* [Task statement] When you reach the line containing "Mark every instance of the spire" in the entries below, start writing out each line exactly, and stop after the line containing "Mark every instance of the green striped".

(Source data)
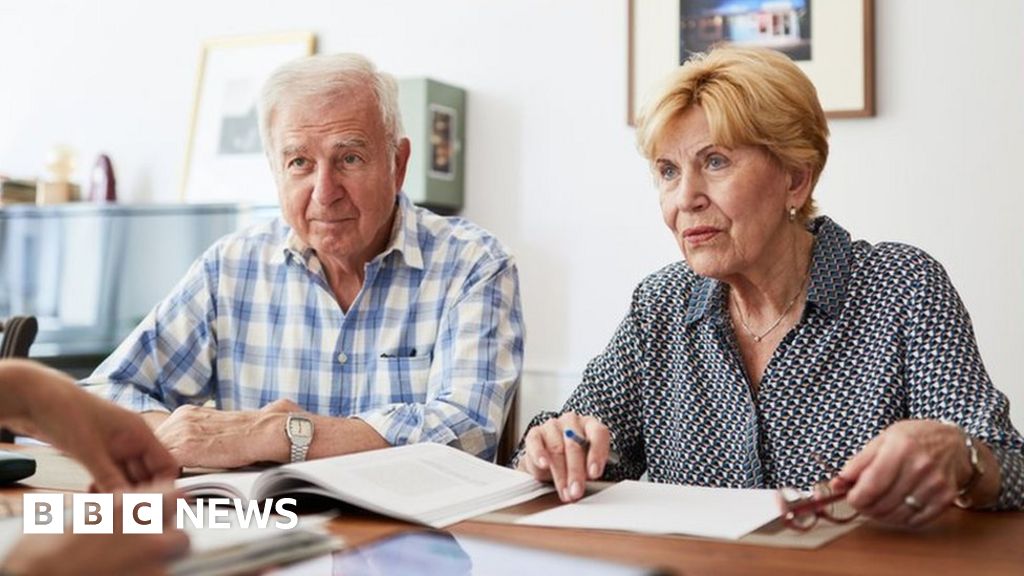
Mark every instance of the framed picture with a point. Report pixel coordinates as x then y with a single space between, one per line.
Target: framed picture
832 40
224 160
442 121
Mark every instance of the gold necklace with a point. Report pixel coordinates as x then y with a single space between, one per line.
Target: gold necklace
788 306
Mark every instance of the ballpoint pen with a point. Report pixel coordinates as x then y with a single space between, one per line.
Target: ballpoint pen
585 444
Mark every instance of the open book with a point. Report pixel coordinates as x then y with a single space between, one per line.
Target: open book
429 484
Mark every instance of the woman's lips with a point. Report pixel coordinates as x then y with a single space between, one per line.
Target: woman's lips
699 235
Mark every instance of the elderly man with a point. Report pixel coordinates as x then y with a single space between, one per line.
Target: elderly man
359 322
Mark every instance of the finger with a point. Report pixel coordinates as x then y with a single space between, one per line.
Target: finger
600 441
880 470
537 458
576 459
554 442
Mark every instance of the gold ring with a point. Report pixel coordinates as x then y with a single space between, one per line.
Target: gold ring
913 503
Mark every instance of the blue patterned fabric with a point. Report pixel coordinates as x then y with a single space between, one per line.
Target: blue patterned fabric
884 337
430 350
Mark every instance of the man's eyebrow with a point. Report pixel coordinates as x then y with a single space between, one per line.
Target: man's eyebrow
350 142
292 150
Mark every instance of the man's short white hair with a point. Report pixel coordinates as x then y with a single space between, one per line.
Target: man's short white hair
326 76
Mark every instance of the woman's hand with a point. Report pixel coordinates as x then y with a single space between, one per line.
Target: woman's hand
114 444
909 474
552 457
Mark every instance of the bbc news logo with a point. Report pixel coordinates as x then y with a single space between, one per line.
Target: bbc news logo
143 513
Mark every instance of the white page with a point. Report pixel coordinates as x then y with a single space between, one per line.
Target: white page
667 508
229 485
428 483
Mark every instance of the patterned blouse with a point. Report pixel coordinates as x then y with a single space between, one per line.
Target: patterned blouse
884 337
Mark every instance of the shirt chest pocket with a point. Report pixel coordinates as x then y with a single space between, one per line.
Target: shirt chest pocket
401 379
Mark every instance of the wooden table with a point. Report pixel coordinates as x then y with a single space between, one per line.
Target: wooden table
958 543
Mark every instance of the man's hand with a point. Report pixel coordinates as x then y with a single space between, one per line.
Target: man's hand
115 445
218 439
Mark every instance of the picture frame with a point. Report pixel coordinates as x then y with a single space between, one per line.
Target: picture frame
833 41
442 146
224 160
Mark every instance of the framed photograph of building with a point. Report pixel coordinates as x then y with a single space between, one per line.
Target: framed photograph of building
224 160
832 40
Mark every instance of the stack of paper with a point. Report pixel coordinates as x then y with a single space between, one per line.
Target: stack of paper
666 508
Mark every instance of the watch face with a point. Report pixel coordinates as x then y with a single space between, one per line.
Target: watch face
300 427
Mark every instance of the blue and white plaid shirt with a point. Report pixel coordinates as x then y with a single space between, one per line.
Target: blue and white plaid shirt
430 350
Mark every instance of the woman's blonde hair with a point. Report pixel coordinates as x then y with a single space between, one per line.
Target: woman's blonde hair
751 96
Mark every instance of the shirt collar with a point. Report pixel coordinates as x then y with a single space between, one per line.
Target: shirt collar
404 240
829 275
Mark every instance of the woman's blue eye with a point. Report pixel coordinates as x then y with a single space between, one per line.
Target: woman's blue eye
716 161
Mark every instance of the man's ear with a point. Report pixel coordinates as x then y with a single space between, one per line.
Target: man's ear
400 163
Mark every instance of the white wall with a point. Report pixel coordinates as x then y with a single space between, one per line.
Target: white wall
551 164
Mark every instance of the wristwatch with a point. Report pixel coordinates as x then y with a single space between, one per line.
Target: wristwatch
977 469
300 435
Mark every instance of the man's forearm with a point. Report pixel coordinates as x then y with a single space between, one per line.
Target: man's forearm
332 437
154 418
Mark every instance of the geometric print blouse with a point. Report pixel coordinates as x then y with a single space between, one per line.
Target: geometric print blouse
884 337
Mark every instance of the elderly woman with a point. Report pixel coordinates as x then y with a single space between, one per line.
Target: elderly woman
780 351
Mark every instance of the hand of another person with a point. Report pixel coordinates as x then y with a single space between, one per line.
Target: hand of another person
552 457
114 444
907 475
221 439
116 553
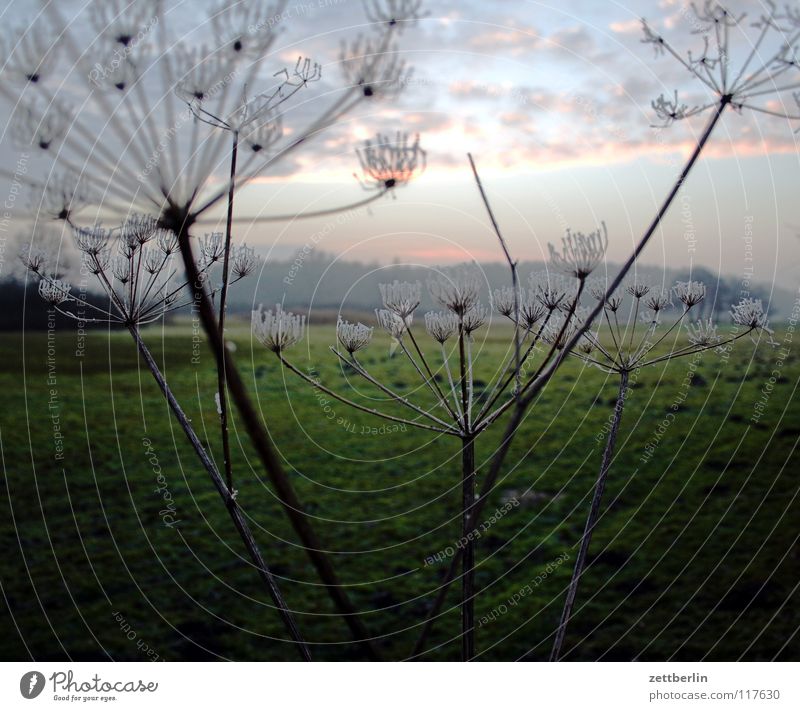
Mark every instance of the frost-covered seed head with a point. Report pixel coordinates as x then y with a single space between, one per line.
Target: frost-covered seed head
63 195
690 293
702 333
387 163
638 289
551 289
91 240
658 300
277 330
243 261
167 242
138 229
401 297
121 269
441 325
750 314
457 291
613 303
474 319
395 14
503 301
580 253
54 291
390 322
532 310
34 259
212 247
353 336
152 261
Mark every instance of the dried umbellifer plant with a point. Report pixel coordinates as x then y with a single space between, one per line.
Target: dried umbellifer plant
134 265
765 78
616 347
172 112
455 410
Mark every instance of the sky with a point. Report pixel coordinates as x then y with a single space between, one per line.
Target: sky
553 100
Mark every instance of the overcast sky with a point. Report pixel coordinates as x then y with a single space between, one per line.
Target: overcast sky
553 100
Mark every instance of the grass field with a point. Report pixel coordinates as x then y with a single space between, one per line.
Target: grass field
695 556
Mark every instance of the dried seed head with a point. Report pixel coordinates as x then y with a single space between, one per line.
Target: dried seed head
390 322
264 136
393 14
34 259
277 330
550 289
580 253
441 325
138 229
759 83
121 23
243 261
638 289
121 269
63 195
373 67
552 334
750 314
457 290
152 261
202 73
401 297
92 240
702 333
387 164
54 291
474 319
504 301
613 303
658 300
247 29
671 110
690 293
167 242
212 247
532 310
353 336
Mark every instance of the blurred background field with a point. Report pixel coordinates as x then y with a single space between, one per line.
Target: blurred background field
695 556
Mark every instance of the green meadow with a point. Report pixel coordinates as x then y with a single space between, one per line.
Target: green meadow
116 546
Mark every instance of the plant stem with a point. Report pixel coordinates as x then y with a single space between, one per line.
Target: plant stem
223 298
230 503
594 513
542 378
468 565
259 436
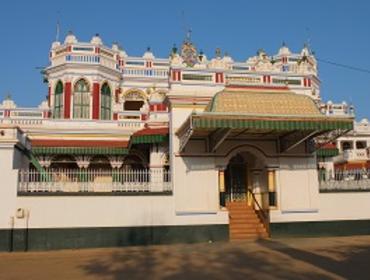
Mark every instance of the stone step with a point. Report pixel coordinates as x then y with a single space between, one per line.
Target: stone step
243 219
244 223
246 236
246 226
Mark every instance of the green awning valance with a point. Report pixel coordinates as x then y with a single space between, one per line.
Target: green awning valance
148 139
325 152
79 151
270 124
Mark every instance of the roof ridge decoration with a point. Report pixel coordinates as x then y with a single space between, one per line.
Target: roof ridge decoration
189 52
262 103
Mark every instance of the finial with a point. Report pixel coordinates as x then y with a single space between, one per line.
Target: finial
57 32
174 49
218 52
260 51
188 35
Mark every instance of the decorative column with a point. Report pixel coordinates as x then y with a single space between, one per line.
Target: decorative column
67 100
256 185
221 187
116 163
156 164
45 161
96 100
271 184
83 163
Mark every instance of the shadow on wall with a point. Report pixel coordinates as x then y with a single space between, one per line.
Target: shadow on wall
261 260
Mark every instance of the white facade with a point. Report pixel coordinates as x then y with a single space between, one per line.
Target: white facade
147 95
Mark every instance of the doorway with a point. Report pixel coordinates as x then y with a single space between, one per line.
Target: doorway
236 179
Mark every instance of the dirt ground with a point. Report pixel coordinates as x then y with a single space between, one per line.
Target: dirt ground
298 258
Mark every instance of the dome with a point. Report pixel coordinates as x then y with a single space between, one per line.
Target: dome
284 50
148 54
364 121
122 53
228 59
96 40
115 47
305 51
55 44
70 38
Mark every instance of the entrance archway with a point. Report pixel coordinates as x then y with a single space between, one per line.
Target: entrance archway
245 171
236 178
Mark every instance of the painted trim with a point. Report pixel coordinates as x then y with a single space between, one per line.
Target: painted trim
320 228
72 238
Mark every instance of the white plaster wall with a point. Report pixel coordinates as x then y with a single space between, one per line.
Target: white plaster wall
299 198
196 185
8 185
106 211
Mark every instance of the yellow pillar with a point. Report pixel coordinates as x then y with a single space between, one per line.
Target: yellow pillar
221 182
271 183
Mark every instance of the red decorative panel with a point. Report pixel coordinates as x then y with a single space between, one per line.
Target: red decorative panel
96 101
67 100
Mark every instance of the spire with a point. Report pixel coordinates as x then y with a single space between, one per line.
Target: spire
188 35
218 52
57 31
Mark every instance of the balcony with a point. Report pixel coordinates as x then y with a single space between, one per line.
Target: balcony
353 155
88 181
344 180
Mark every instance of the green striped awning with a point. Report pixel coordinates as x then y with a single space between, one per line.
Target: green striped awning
148 139
325 152
79 151
270 124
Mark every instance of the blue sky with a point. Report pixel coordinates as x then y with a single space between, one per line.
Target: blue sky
339 31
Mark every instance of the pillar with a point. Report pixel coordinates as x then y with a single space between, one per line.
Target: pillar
271 184
96 101
221 186
67 99
156 163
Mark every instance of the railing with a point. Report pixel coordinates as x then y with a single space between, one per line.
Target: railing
262 213
344 180
98 181
359 154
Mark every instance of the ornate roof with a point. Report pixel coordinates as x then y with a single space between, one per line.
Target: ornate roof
250 102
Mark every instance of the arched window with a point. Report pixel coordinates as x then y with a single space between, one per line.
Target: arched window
81 100
58 101
134 100
105 102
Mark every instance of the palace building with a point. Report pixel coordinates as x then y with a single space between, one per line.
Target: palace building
147 150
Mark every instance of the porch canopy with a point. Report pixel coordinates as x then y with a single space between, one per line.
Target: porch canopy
281 115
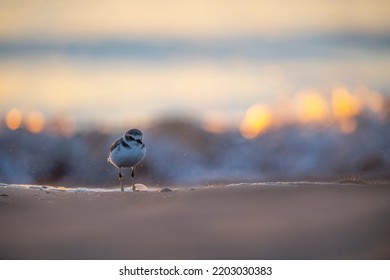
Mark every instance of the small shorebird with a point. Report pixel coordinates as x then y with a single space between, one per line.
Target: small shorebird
127 152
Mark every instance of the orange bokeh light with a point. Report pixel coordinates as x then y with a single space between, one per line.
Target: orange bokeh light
13 119
257 120
344 104
312 107
35 122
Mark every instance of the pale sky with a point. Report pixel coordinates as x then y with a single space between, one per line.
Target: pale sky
100 85
84 19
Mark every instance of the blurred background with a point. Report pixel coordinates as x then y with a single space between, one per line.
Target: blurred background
224 91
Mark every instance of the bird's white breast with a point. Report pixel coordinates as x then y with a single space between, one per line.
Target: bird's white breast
125 158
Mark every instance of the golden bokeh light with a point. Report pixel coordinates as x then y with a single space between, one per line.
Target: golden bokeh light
35 122
13 119
347 126
312 107
258 119
344 104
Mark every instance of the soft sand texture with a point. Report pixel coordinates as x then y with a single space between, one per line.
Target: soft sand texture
245 221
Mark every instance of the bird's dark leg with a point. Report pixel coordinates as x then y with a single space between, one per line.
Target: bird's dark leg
132 178
120 180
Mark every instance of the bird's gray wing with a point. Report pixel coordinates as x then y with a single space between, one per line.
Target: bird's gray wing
115 144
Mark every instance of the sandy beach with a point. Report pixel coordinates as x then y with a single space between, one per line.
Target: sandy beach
243 221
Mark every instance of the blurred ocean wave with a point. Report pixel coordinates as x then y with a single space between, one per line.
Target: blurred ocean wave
182 153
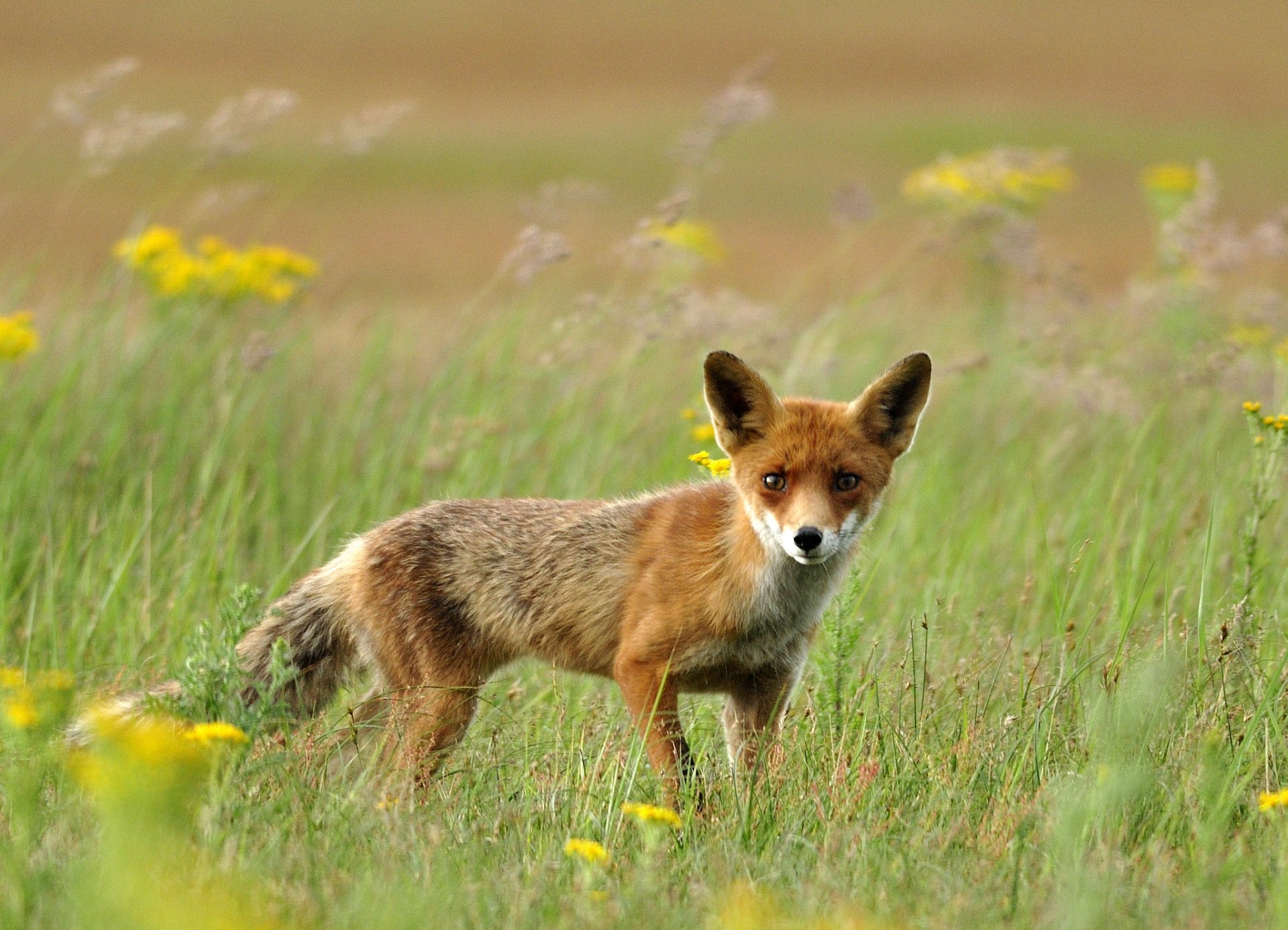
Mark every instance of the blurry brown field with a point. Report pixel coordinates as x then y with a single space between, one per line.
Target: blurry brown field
511 96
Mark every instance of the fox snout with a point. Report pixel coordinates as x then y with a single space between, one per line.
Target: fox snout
810 544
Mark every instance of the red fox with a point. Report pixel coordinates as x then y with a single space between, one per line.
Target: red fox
712 587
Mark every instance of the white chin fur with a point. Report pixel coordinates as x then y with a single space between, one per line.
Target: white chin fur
775 536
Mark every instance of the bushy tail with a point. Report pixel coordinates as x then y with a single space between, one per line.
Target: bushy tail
313 621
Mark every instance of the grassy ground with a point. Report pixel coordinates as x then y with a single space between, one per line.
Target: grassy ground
512 96
1046 697
1049 696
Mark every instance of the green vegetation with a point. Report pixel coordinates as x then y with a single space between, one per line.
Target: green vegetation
1051 695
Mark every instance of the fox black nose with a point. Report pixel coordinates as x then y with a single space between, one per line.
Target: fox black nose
808 538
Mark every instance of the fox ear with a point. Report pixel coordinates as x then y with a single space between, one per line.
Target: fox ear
889 408
742 406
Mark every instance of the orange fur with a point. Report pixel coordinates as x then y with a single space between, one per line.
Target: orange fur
696 587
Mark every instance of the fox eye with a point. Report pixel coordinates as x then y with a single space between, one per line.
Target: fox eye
847 482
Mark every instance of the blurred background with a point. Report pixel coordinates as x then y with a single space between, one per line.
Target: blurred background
417 138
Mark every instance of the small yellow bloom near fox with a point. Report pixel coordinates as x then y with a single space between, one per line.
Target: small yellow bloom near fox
1268 800
704 587
1170 187
586 850
217 271
18 337
651 815
1171 178
1004 177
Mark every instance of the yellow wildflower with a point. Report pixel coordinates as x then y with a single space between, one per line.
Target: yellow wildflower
215 734
1001 177
586 850
56 679
152 243
17 337
217 271
652 815
1171 178
688 236
1273 799
716 467
42 700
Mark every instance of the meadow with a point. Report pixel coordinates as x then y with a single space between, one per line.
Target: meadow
1051 695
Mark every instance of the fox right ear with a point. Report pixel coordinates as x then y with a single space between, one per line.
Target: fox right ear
742 406
888 411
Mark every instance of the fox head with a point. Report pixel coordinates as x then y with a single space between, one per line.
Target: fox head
810 472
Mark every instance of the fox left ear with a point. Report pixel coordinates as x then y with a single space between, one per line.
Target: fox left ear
888 411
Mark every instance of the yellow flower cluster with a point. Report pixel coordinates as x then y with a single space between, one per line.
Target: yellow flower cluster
1250 335
1015 178
38 702
716 467
217 271
17 337
692 237
1273 799
150 762
586 850
1171 178
651 815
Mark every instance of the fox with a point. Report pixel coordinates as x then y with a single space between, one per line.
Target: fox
712 587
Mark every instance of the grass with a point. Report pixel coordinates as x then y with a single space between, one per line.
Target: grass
1049 695
1037 701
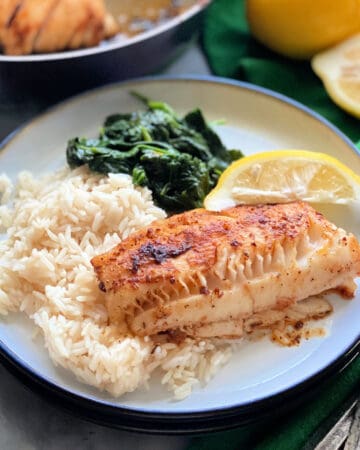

* [Response area]
Mark every instance of the spire with a point. Report pixel coordinates as x then y with a single space between, one per line.
Target: spire
188 35
218 52
57 31
Mark every instance of the balcony with a point. Report pixel coordinates as x then y with a single space between, one per line.
Target: balcony
353 155
88 181
344 180
Mark every instance of the green striped awning with a point. Report pixel coordinates as x then y with a single space between, one per line.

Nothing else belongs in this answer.